WHAT IS REQUIRED - Extend the summary below of Microsoft's updated agentic AI failure-modes taxonomy, picking up after its last bullet on Inter-Agent Trust Escalation.

SUPPLIED PASSAGE -
==========

Microsoft — Updated Agentic AI Failure Modes Taxonomy (7 New)
AI relevance: Microsoft's expanded taxonomy gives defenders a concrete, vendor-backed classification of agentic AI attack surfaces — directly applicable to red-team planning, SBOM generation for agent deployments, and MCP server risk assessments.
- Microsoft published an update to its Taxonomy of Failure Modes in Agentic AI Systems, adding seven new categories based on a year of red-teaming and real-world findings.
- Agentic Supply Chain Compromise — agent behavior can be manipulated through natural language instructions rather than code-level tampering, expanding traditional supply-chain thinking to prompt-space.
- Goal Hijacking — adversarial instructions that appear aligned with the original task while silently redirecting the agent's terminal objective.
- Inter-Agent Trust Escalation — a compromised agent falsely asserts identity or inflated permissions to an orchestrator, enabling lateral compromise across multi-agent workflows.

==========

EXTRACTED DATA -
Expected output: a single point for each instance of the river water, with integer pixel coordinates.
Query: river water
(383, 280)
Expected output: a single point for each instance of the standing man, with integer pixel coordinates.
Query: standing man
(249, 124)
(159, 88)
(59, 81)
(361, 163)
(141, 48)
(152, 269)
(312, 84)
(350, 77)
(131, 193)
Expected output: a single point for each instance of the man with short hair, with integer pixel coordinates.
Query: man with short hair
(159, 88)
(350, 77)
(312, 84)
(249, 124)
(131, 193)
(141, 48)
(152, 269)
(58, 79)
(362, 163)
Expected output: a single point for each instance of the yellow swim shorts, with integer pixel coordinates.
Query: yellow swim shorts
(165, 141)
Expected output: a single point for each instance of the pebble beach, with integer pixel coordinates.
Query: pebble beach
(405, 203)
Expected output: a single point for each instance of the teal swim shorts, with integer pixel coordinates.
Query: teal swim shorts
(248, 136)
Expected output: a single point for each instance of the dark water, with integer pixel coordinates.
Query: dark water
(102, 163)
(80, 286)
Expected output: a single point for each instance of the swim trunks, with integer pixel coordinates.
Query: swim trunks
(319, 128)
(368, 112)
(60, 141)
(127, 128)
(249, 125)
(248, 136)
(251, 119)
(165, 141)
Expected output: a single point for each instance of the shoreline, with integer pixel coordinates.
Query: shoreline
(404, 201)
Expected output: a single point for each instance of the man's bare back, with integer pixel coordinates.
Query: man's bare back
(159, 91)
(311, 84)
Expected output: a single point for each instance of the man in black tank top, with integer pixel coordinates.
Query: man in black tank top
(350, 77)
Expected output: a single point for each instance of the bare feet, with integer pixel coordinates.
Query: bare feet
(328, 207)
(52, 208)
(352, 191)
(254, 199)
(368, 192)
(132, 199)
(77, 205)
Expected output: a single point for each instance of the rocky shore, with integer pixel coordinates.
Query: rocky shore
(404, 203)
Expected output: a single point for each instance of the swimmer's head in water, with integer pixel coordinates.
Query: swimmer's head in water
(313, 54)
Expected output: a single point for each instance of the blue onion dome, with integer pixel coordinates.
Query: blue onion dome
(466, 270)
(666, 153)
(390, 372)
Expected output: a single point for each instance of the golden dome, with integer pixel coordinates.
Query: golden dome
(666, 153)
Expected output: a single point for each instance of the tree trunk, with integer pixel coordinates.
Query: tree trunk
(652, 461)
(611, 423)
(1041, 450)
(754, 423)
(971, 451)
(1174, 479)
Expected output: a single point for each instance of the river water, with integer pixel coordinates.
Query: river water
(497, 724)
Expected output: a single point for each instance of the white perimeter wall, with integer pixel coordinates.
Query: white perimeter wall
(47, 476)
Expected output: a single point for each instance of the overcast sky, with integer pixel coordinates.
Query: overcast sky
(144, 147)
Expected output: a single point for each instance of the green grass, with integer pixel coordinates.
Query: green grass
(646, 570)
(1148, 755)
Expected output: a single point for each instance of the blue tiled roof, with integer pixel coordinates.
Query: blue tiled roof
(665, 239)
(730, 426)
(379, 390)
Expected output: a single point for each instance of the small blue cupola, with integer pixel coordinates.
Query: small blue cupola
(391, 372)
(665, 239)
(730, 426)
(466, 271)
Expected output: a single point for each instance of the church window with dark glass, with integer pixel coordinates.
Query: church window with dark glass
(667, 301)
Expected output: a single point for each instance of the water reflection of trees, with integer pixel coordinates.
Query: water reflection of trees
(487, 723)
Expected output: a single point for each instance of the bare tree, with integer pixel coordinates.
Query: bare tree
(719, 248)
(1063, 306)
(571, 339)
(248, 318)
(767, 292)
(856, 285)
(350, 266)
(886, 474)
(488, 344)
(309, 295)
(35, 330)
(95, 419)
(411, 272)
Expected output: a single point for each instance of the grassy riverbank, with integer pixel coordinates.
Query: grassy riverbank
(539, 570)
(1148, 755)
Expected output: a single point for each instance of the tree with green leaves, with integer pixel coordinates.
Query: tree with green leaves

==========

RESPONSE -
- Computer Use Agent (CUA) Visual Attack — agents interacting through graphical interfaces can be manipulated via adversarial visual content, a risk unique to screen-controlling agents.
- Session Context Contamination — data introduced in one step biases the agent's reasoning in subsequent steps without triggering per-step safety controls, a multi-turn stealth vector.
- MCP / Plugin Abuse — protocol-specific attack surfaces around Model Context Protocol and plugin ecosystems, including tool poisoning and unauthorized tool invocation.
- Capability / Architecture Disclosure — agents revealing internal implementation details (tool schemas, system-prompt structure, memory interfaces, or human-in-the-loop trigger logic) to adversarial prompts.
Why it matters
This is the most vendor-authoritative update to the agentic AI threat taxonomy to date. The seven new categories map directly to attack patterns observed across Claude Code, GitHub Copilot, and MCP-based agent fleets. Teams building or deploying agents should treat these as a minimum red-team checklist.
What to do
- Generate an SBOM for every deployed agent — including prompt templates, MCP server dependencies, and tool integrations.
- Verify agent identity cryptographically, not positionally. Issue attestable credentials at provisioning.
- Add all seven new failure modes to your red-team coverage matrix.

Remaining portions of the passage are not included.